PROBLEM STATEMENT — Each line below must be set down exactly; omit any image you find.

··· INFORMATION SUPPLIED

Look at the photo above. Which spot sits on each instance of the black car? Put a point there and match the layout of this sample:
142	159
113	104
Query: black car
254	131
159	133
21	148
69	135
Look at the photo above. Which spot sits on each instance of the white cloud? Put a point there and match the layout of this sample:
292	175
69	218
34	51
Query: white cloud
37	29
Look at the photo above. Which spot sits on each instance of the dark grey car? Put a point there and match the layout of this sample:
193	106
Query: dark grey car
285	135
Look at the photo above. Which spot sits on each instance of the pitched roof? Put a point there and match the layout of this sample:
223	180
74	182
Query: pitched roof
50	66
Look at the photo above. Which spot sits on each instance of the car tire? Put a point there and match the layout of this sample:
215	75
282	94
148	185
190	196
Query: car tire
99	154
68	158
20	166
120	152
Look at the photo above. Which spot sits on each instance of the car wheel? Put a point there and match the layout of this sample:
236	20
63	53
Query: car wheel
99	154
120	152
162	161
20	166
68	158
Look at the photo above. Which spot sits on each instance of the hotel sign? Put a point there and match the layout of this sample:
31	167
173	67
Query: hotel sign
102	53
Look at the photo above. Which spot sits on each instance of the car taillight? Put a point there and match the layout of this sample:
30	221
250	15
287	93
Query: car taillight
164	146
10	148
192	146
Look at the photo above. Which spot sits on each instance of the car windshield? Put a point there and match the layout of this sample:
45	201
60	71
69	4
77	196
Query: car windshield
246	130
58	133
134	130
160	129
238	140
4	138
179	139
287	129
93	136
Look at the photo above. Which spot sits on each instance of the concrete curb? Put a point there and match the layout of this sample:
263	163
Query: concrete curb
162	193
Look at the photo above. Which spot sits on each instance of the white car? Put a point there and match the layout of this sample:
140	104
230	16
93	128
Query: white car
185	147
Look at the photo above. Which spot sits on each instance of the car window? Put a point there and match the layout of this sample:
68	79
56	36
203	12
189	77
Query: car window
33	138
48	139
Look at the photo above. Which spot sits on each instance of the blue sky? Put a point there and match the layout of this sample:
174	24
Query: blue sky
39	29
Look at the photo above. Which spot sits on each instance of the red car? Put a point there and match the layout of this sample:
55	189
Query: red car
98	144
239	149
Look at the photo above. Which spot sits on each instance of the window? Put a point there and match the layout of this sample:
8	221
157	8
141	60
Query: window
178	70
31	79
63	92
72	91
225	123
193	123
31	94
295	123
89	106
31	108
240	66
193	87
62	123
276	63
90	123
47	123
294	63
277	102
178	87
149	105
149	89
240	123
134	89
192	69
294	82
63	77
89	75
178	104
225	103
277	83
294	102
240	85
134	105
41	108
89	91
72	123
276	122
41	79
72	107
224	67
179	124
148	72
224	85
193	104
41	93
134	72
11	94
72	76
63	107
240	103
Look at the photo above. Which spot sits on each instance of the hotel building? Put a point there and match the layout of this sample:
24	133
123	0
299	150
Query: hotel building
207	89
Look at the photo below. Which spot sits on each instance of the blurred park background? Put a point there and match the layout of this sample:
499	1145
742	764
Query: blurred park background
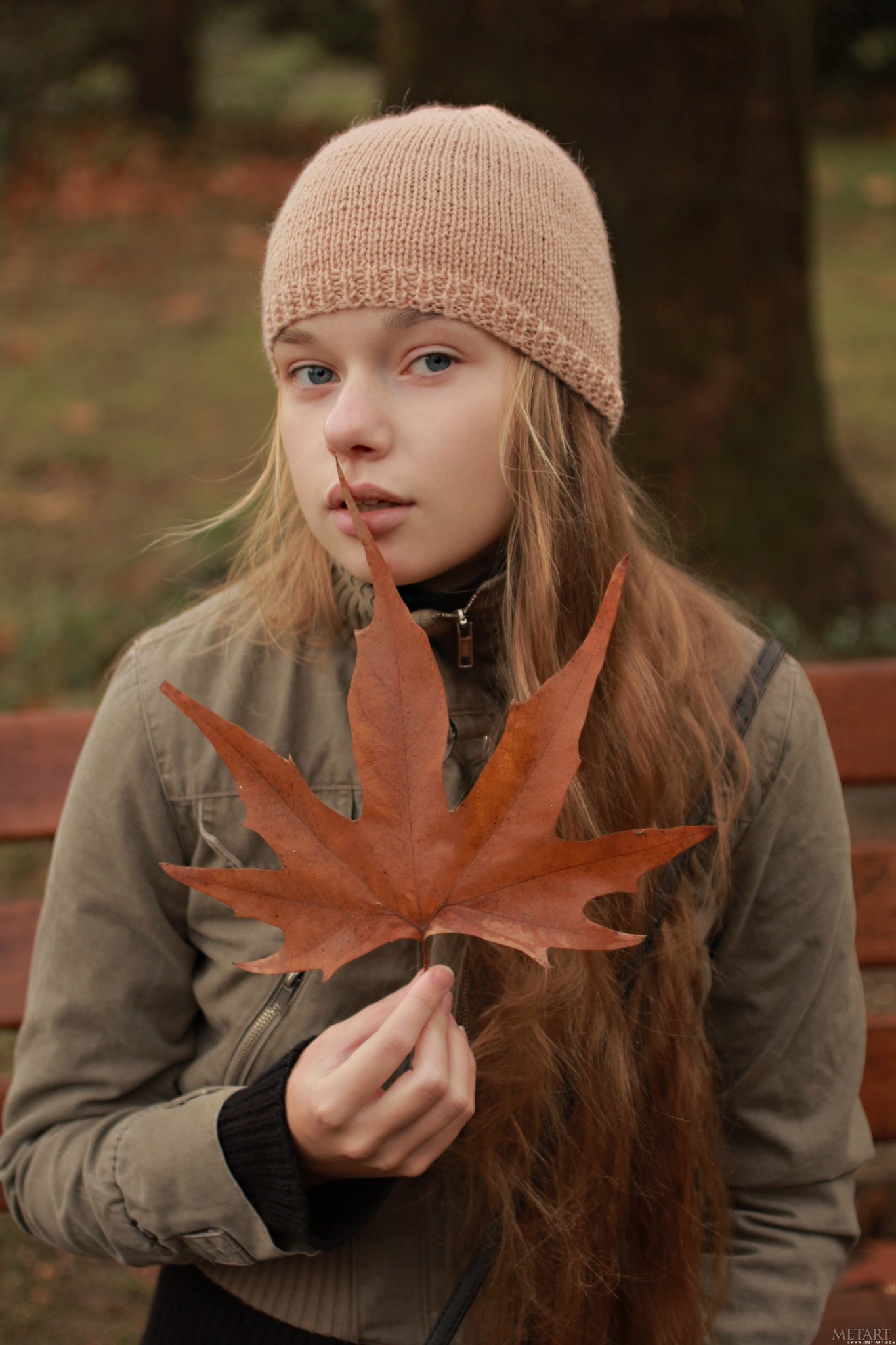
744	156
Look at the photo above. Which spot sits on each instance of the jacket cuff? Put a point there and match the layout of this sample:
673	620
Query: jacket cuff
263	1156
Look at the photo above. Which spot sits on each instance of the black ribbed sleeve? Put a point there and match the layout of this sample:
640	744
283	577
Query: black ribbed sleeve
263	1157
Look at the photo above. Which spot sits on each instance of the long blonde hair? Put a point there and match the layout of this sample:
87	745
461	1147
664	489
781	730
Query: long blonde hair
612	1235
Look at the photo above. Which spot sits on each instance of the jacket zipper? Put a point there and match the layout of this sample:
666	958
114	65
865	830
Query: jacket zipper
464	632
261	1026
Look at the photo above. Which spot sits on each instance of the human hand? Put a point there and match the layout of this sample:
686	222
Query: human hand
345	1124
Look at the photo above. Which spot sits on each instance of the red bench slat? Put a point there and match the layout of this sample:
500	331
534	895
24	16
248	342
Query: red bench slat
859	704
38	752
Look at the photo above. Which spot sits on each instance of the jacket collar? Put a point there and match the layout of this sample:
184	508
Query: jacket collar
355	604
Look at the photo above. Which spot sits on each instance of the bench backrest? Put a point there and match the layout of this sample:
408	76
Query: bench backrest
38	751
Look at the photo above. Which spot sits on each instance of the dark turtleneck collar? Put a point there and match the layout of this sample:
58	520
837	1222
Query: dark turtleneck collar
433	612
421	599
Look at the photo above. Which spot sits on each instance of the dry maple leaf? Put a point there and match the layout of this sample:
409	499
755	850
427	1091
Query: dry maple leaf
409	866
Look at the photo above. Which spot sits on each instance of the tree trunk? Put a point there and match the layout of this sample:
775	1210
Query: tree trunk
691	119
165	64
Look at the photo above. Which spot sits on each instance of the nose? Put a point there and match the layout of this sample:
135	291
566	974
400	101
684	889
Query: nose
358	424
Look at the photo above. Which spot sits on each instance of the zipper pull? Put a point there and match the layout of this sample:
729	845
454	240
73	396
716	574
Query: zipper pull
464	640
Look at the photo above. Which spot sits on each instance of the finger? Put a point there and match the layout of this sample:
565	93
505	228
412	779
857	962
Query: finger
347	1036
418	1103
430	1136
378	1057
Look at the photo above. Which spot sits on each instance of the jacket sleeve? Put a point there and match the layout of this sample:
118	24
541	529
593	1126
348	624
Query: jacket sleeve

······

EXERCISE SOLUTION —
Look at the photo above. Which spot sits on each instance of the black car? Put a point there and match the layout of this sample:
142	159
113	104
Query: black car
254	131
159	133
21	148
69	135
Look at the photo above. Which spot sits on each instance of the white cloud? Put a point there and match the layout of this sample:
292	175
69	218
34	51
Query: white cloud
37	29
Look at the photo above. Which spot sits on each instance of the dark grey car? Put a point there and match the layout of this sample:
193	106
Query: dark grey car
285	135
Look at the photo above. Which spot sits on each instance of the pitched roof? Put a point there and match the layout of this sample:
223	180
74	182
Query: pitched roof
50	66
Look at the photo above. Which spot sits on each instance of the car tire? Put a point there and match the layout of this sample:
215	75
282	94
148	185
190	196
Query: car tire
99	154
68	158
20	166
120	152
Look at the photo above. Which spot sits on each instance of the car wheel? Put a point there and match the layout of this sample:
236	20
63	53
Query: car wheel
99	154
120	152
162	161
20	166
68	158
Look at the photo above. Which spot sits on each instance of the hotel sign? Put a point there and match the layout of this sample:
31	167
173	67
Query: hotel sign
102	53
Look at the photo above. Which spot sits on each instance of the car taillight? Put a point there and match the layout of this sample:
30	221
250	15
287	93
Query: car taillight
164	146
10	148
192	146
Look at the photo above. Which spot sits on each instance of the car windshield? Put a point there and match the layout of this sample:
45	201
60	71
69	4
77	196
Query: car windshield
246	130
58	133
134	130
160	129
238	140
4	138
179	139
287	129
93	136
Look at the photo above. Which spot sits on each instance of the concrete curb? Put a point there and match the layout of this sample:
263	163
Query: concrete curb
162	193
Look at the photo above. Which spot sits on each instance of the white car? Put a point there and match the layout of this sample:
140	104
230	16
93	128
Query: white car
185	147
Look at the photo above. Which spot sits on each instance of the car window? Put a point there and match the layout of this sample:
68	79
56	36
203	12
189	77
Query: car window
33	138
48	139
Look at the photo above. Which spot sits on each instance of the blue sky? Put a point there and match the layout of this sample:
174	24
Query: blue sky
39	29
Look at the photo above. Which spot sits on each instance of the red car? Put a point there and match the layout of this sample:
55	189
Query: red car
98	144
239	149
Look at the photo above. Which spot sits on each instance of the window? Put a point there and match the layout of this sample:
8	221
157	8
141	60
Query: window
178	70
31	79
63	92
72	91
225	123
193	123
31	94
295	123
89	106
31	108
240	66
193	87
62	123
276	63
90	123
47	123
294	63
277	102
178	87
149	105
149	89
240	123
134	89
192	69
294	82
63	77
89	75
178	104
225	103
277	83
294	102
240	85
134	105
41	108
89	91
72	123
276	122
41	79
72	107
224	67
179	124
148	72
224	85
193	104
41	93
134	72
11	94
72	76
63	107
240	103
Look at the photo above. Which spot sits on each instance of the hotel building? Put a point there and match the layout of this sample:
24	133
123	0
299	150
Query: hotel building
207	89
Look at the photo below. Which spot sits on each instance of the blurred park background? Put a point there and match the layout of this sample:
499	1145
742	764
Query: blurred park background
744	156
Look at the photo above. Which spot sits on each instance of the jacket cuff? Put a point there and match the layout of this sample:
673	620
Query: jacket cuff
263	1156
Look at the photo above. Which spot sits on each instance of the black ribbed sleeve? Put a point there and match the layout of this sample:
640	744
283	577
Query: black ribbed sleeve
263	1157
Look at the photo above. Which spot sits on each instance of the long blonde hair? Put a point there and match the layout of this sample:
87	745
461	1147
664	489
781	730
Query: long blonde hair
612	1235
Look at the photo above. Which spot sits on each instance of the jacket zipper? Put a point there and match the layout of this sample:
666	958
114	65
865	830
Query: jacket zipper
464	632
261	1026
Look at the photo above. Which spot sits on each instance of the human hand? Put a point there and match the layout of this sample:
686	222
Query: human hand
345	1124
Look at the photo above. Which spot sits on each instance of the red bench slat? Put a point there and match the layout of this sample:
500	331
534	895
24	16
248	342
Query: red bench slat
859	704
38	752
Look at the photo above. Which spot sits on each instance of the jacket collar? Put a point there and match the layout of this sample:
184	508
Query: jacket collar
355	604
Look at the photo above. Which spot sits on each instance of the bench backrest? Put a point there and match the layout of this sample:
408	76
Query: bench backrest
38	751
Look at the photo above. Which spot sits on each instance of the dark turtleneck collar? Put a point there and match the layout of this sample:
58	520
837	1222
Query: dark turtleneck collar
433	612
421	599
Look at the photo above. Which spot sits on each instance of the dry maple leaf? Put a point there and match the layout of this sample:
409	499
755	850
427	1091
Query: dry maple leaf
409	866
Look at the photo above. Which spot sits on each instance of the tree trunk? Put a point there and match the layout of this sample:
775	1210
Query: tree trunk
691	119
165	64
Look at the photo above. Which spot sits on each instance of the nose? Put a point there and match the layout of this sample:
135	291
566	974
400	101
684	889
Query: nose
358	424
Look at the photo above. Which spot sits on each instance of the zipper pull? Put a point there and match the layout of this sample:
729	845
454	240
73	396
716	574
Query: zipper pull
464	640
Look at the photo above. Which spot sits on each instance of the finger? Put a point there and match the layout of this sample:
565	93
505	228
412	779
857	962
Query: finger
347	1036
418	1103
430	1136
378	1057
Look at the photo above. Which spot sits on each instance of the jacket sleeve? Put a point there and match the layout of this sample:
118	24
541	529
593	1126
348	624
Query: jacket sleeve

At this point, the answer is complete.